▶ **Materials provided**
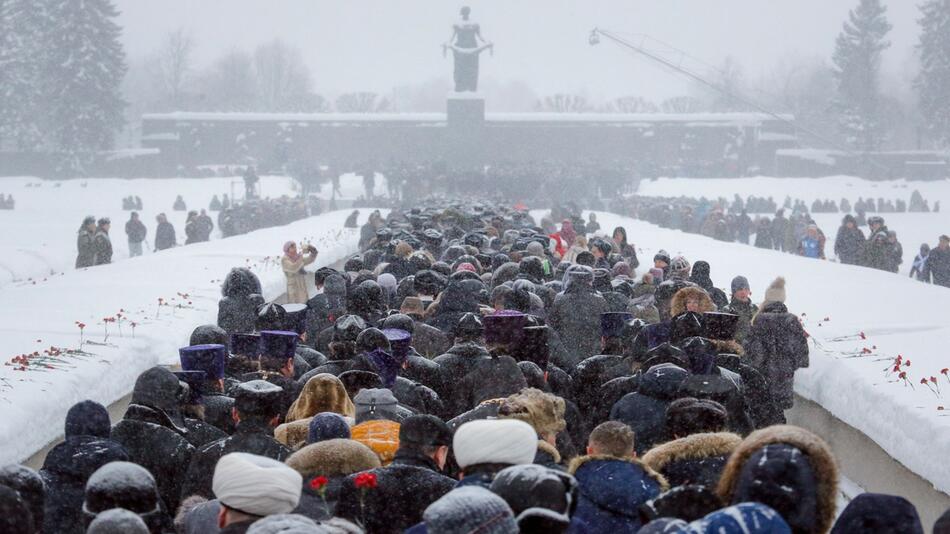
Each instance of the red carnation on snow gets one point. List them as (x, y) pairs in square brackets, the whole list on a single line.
[(365, 481)]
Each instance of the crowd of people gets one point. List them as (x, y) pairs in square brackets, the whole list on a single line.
[(468, 372), (797, 233), (94, 245)]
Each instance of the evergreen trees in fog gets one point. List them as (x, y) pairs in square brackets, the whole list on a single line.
[(857, 60), (933, 82), (66, 64)]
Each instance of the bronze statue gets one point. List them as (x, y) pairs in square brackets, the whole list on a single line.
[(466, 44)]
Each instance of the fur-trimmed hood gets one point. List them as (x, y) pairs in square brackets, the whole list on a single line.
[(728, 346), (819, 455), (616, 486), (550, 450), (333, 457), (678, 303), (692, 447)]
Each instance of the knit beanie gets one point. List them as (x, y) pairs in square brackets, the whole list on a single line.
[(327, 425)]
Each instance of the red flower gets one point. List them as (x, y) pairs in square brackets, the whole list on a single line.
[(365, 480)]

▶ **Work task**
Retype each line above exactly and leave out any picture.

▶ **Task solution**
Each instance of the red carnation on snow gets one point. List them as (x, y) pairs in square brackets, the whole list on a single line.
[(365, 481)]
Each instance of the crowd of people gets one point. List them as (x, y) pairs in square brackets, the whole list on a single line.
[(468, 372), (797, 233), (94, 245)]
Each instance of the evergreen trees in fog gets one point. List them as (x, y) pairs in square brackets, the whole list on a single line.
[(857, 60), (933, 82), (66, 64)]
Each instance of the bronze statue gets one point. List them as (x, y) pairs in square brackets, the whole list on a single line.
[(466, 44)]
Each instance of the fur-trimmed hood gets one point. List them as (x, y) pairs in square brackets, the whole list on a single line.
[(728, 346), (819, 455), (616, 486), (550, 450), (333, 457), (678, 303), (692, 447)]
Each instance of the knit beanie gets one point. List them as (x, y) pairs in square brackets, the whole list on a single line.
[(327, 425)]
Each instance of the red flower gets one point. List them as (x, y) pairs in square brackets, the whole list on a single line.
[(365, 480)]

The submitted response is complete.